• [Exercise brief]: The data is to be repeated exactly, with the images removed.

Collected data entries

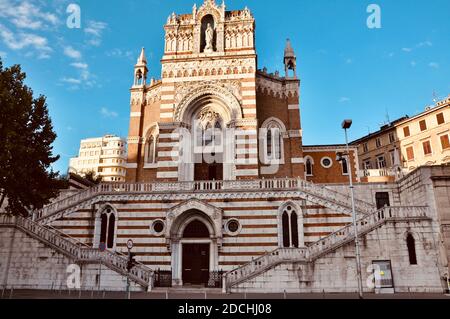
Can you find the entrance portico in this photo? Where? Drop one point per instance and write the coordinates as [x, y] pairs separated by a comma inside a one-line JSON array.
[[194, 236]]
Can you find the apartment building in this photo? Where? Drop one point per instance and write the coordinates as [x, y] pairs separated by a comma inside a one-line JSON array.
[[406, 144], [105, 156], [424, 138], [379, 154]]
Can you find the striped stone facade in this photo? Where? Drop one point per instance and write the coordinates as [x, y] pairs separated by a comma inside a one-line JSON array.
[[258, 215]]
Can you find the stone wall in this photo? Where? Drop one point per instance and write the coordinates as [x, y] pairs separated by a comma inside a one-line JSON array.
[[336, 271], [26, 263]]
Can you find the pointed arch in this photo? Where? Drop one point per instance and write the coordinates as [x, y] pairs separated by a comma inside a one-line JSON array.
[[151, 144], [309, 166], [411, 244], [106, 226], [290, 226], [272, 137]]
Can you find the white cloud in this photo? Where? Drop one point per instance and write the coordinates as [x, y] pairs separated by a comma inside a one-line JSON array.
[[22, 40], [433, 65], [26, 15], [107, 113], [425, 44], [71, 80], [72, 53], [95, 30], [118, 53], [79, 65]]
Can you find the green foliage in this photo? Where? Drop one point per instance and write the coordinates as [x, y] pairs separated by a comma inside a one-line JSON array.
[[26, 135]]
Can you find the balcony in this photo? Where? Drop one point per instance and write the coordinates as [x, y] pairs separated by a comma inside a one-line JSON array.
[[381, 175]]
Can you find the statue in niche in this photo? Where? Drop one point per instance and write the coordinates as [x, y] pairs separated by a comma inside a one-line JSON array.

• [Written reply]:
Can you find the entrance portico in this photo? Where? Drop one point per instance and write the coordinates as [x, y] pairs separated by a comma inside a one-line JSON array.
[[194, 236]]
Can you find the apartment building in this photo? Where? Drop one point per instance and write the coordinates as [x, y] pairs separated by a comma inside a one-line JSON array.
[[406, 144], [105, 156], [424, 138], [379, 154]]
Can you find the striped stone facade in this photo? Where? Drop one point per instance and write the coordinates as [x, y] pairs separated by a comma inside a one-line JSON array.
[[258, 215]]
Can you find the stone wall in this photo? Where? Drop one point per instance and write the coordinates as [x, y] pairs separated by a comma inside a one-line JSON array.
[[336, 271], [26, 263]]
Can you find the pointed arch in this photo? Where? Drop one point per instance and write the coordinates as [x, y] pairs separated by a comma inside a one-line JSON array.
[[151, 144], [309, 166], [411, 244], [106, 226], [290, 226], [272, 137]]
Can you find the white cloud in this photo? Where? Drop one point per instance and write the coordinates as [x, y] pairs separated by a comma inside a one-line JSON array.
[[22, 40], [433, 65], [26, 15], [107, 113], [425, 44], [71, 80], [72, 53], [95, 30], [118, 53], [79, 65]]
Can you find the green foliage in this photo? Where? Drop one point per instance and write the coordinates as [x, y] pairs separated by a comma inside a one-line JSON array.
[[26, 135]]
Can you find the balcony in this photo? Where? Drop one point per instance and write the coordinates as [x, y] pairs separated by a comma inside a one-line JSON array.
[[381, 175]]
Can you find the statue in niche in this photo? Where? Drop one point per instance and write the coordinates as [x, y] pairs separated by a comma inside a one-line JSON array.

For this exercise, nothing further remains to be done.